-- SUPPLIED ENTRIES start --
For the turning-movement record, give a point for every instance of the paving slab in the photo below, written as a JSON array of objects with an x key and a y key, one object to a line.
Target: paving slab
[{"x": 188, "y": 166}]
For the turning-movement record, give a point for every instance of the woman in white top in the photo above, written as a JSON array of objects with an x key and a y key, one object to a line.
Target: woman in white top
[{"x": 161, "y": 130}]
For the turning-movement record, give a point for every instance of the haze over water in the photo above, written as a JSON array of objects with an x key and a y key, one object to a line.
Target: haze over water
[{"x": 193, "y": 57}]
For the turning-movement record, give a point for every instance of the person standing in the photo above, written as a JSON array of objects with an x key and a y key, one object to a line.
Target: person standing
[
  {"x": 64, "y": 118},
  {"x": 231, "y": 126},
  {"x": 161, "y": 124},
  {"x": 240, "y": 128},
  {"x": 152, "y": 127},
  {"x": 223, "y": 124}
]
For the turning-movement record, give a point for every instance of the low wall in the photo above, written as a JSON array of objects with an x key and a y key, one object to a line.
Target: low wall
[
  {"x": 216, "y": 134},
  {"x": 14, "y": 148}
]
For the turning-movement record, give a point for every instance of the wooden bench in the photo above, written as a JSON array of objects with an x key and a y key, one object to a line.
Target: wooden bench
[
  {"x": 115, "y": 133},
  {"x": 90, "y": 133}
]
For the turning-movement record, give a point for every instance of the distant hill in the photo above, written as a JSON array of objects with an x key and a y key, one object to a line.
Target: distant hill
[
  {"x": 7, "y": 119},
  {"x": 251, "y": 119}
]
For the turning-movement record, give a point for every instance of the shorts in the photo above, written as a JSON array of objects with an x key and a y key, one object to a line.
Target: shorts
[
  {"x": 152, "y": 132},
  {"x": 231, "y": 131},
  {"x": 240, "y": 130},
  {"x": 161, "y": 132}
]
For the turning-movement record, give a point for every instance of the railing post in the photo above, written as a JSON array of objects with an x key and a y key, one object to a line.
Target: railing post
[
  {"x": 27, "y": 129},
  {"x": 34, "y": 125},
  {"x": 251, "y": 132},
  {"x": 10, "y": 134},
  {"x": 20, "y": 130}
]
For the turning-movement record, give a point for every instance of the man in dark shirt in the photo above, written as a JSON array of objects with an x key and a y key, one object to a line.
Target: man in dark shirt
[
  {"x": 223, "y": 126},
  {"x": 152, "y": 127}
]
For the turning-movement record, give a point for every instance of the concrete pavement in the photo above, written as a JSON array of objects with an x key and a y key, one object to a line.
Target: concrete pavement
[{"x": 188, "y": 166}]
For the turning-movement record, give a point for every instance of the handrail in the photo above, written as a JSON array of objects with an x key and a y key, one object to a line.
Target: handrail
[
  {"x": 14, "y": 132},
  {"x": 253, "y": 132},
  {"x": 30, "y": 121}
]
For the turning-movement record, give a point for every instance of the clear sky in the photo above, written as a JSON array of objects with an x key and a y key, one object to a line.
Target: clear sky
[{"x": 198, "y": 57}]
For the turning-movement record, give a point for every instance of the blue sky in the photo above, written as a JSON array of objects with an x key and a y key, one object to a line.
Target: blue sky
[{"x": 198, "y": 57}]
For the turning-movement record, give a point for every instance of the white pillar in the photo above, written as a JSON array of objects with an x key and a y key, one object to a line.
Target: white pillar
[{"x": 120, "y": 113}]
-- SUPPLIED ENTRIES end --
**WHAT NEEDS TO BE DONE**
Reproduce all of the material above verbatim, from start to finish.

**SOLUTION TO THIS TASK**
For the turning-movement record, give a point for every instance of the paving slab in the photo below, written as a JSON array of objects with an x key and a y key, one object to a line.
Target: paving slab
[{"x": 188, "y": 166}]
For the turning-movement record, give a point for every instance of the woman in white top in the photo above, written as a JSON array of objects with an x key and a y key, one object to a line.
Target: woman in white top
[{"x": 161, "y": 130}]
For the turning-movement record, give a point for every instance of the haze over water in the photo above, written as a JSON array of objects with an x key and a y key, one object to a line.
Target: haze over water
[{"x": 193, "y": 57}]
For the turning-movement record, give a point for every instance of the person standing in the photo above, written as a JSON array of objects with an x key and a y key, one object to a line.
Target: person standing
[
  {"x": 64, "y": 118},
  {"x": 231, "y": 126},
  {"x": 161, "y": 124},
  {"x": 240, "y": 128},
  {"x": 152, "y": 127},
  {"x": 223, "y": 124}
]
For the turning-movement record, give a point for every instance of the low wall in the photo above, written as a JSON array of objects with an x key and a y key, one object to a line.
Target: low wall
[
  {"x": 216, "y": 134},
  {"x": 14, "y": 148}
]
For the turning-movement record, give a point for every instance of the wooden bench in the photo above, written as a JSON array of objects with an x key and a y key, one object to a line.
Target: wooden bench
[
  {"x": 115, "y": 133},
  {"x": 90, "y": 133}
]
For the turning-movement record, give a point for every instance of the distant hill in the photo above, written as a JSON array of objects with an x key and a y key, one object to a line.
Target: distant hill
[
  {"x": 7, "y": 119},
  {"x": 251, "y": 119}
]
For the turning-movement record, give a point for every instance of the shorts in the photo above, written as a JSON array of objects with an x key and a y key, one object to a line.
Target: shorts
[
  {"x": 152, "y": 132},
  {"x": 231, "y": 131},
  {"x": 240, "y": 130},
  {"x": 161, "y": 132}
]
For the turning-movement record, give a point for every instance of the railing post in the photo above, written as a JSON array of objects with an x key and a y key, one object to a line.
Target: railing post
[
  {"x": 27, "y": 129},
  {"x": 34, "y": 125},
  {"x": 251, "y": 132},
  {"x": 10, "y": 134},
  {"x": 20, "y": 130}
]
For the turning-movement record, give a point for every instance of the man in dark shirt in the photo above, written as a JSON array of objects with an x key and a y key, one object to a line.
Target: man in dark shirt
[
  {"x": 223, "y": 126},
  {"x": 152, "y": 127}
]
For the turning-movement record, give a point for every instance of the concrete pavement in the photo above, written as a JSON array of objects with an x key and a y key, one object to a line.
Target: concrete pavement
[{"x": 188, "y": 166}]
For the turning-movement record, give a point for every instance of the handrail in the photo above, written as a JSON array of objects with an x key and a y key, one object to a line.
Target: handrail
[
  {"x": 14, "y": 132},
  {"x": 253, "y": 132},
  {"x": 30, "y": 121}
]
For the turning-movement record, give a point for every instance of the clear sky in the photo above, written as a JSON array of objects with an x key and a y key, one object to a line.
Target: clear sky
[{"x": 198, "y": 57}]
For the turning-movement record, give a point for every instance of the blue sky in the photo above, written as a JSON array of objects with an x key and a y key, one object to a line.
Target: blue sky
[{"x": 198, "y": 57}]
For the turning-movement record, give a point for every instance of the white pillar in the photo above, written as a JSON array of objects with an x key and a y key, one object to a line.
Target: white pillar
[{"x": 120, "y": 113}]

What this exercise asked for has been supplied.